◆ SELECTED TEXT

Some authors believed that parsimony and weithing were somehow mutually exclusive and parsimony analysis should use all characters with the same weight (Watrous and Wheeler,1981). Farris (1983) saw the relationship between parsimony and weighting, he showed the most parsimonious tree is the hypothesis with greatest explanatory power, given the weights of the characters. Several authors are in favor of character weighting and consider that characters with more homoplasy are less reliable. In other words weighting characters inversely to their homoplasy would improve the results (Goloboff, 1993). The method consist of searching trees with maximum total fit, this character fits are defined as a concave function of homoplasy. The fittest trees imply that have fewer steps for the characters which fit tree better. The weight of a character is a function of its fit to a tree. Therefore, the fit for each character would be measured as a function of its homoplasy and the total fit of the tree would be the sum of the fits of the characters (Goloboff, 1993).

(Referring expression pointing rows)
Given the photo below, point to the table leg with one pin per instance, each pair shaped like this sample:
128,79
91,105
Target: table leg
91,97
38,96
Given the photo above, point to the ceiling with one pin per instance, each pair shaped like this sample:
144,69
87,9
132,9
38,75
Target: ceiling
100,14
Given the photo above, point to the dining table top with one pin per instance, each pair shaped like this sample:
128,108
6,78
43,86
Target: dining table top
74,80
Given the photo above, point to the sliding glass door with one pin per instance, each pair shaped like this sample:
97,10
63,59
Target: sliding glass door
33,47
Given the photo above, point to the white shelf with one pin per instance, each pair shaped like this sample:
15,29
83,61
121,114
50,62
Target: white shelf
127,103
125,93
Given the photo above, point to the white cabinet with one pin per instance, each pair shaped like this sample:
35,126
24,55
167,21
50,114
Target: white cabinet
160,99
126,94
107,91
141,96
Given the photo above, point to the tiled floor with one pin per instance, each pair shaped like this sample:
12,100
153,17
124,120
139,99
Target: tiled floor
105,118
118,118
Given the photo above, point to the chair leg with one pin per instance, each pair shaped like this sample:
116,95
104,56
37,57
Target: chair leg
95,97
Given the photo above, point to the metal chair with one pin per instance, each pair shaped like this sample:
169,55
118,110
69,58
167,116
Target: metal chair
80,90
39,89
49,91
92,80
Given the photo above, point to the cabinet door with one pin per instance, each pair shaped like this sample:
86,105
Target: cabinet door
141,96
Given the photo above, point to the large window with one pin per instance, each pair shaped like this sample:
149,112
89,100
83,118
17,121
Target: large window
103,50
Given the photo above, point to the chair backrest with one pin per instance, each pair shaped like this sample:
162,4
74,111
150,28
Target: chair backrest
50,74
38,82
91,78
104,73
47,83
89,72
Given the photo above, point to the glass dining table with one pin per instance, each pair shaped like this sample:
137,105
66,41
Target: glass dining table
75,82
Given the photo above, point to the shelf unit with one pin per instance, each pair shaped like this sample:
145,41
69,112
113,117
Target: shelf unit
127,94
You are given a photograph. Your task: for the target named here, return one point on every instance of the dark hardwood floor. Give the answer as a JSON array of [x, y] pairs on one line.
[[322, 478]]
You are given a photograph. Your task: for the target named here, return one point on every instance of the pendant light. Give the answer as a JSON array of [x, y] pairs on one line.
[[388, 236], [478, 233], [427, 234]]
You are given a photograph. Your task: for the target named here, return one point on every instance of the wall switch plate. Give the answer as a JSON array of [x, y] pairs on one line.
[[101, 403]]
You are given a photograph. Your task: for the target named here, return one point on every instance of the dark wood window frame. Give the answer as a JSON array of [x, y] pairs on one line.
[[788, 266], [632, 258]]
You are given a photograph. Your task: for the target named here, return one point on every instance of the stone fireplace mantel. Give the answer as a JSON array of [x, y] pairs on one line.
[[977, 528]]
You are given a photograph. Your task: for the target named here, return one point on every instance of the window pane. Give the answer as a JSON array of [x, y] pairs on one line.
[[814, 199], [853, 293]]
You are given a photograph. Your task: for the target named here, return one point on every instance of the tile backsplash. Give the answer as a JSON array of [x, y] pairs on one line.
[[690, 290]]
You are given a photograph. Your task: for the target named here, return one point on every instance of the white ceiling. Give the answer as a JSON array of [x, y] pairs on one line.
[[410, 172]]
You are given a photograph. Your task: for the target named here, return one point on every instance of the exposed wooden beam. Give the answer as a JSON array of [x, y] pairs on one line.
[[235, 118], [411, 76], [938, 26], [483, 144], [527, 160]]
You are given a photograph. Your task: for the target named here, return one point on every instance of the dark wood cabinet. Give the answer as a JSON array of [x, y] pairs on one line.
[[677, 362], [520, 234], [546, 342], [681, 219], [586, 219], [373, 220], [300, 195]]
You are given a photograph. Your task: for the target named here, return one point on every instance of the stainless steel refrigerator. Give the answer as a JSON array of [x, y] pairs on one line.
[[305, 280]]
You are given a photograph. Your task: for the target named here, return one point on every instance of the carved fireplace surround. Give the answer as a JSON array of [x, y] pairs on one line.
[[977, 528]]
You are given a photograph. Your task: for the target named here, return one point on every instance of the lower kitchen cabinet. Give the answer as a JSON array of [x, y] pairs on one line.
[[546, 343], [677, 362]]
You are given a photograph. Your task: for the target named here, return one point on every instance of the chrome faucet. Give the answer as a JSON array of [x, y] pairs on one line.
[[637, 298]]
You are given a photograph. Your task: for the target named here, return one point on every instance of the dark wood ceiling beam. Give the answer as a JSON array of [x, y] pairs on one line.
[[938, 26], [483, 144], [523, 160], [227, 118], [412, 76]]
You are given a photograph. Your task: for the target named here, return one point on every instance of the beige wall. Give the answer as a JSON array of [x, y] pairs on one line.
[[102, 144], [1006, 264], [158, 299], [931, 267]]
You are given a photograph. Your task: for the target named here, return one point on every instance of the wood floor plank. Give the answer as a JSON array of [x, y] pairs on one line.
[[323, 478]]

◆ ABOUT THIS EXERCISE
Do the following statements agree with the passage on character weighting in parsimony analysis? For each one, answer yes or no and quote the words of the passage that decide it. 1. Farris (1983) held that parsimony and weighting are mutually exclusive. 2. Authors who favor character weighting regard characters with more homoplasy as less reliable. 3. The total fit of a tree is the product of the fits of its characters.

◆ REPLY TO THE EXERCISE
1. No: "Farris (1983) saw the relationship between parsimony and weighting"
2. Yes: "Several authors are in favor of character weighting and consider that characters with more homoplasy are less reliable"
3. No: "the total fit of the tree would be the sum of the fits of the characters"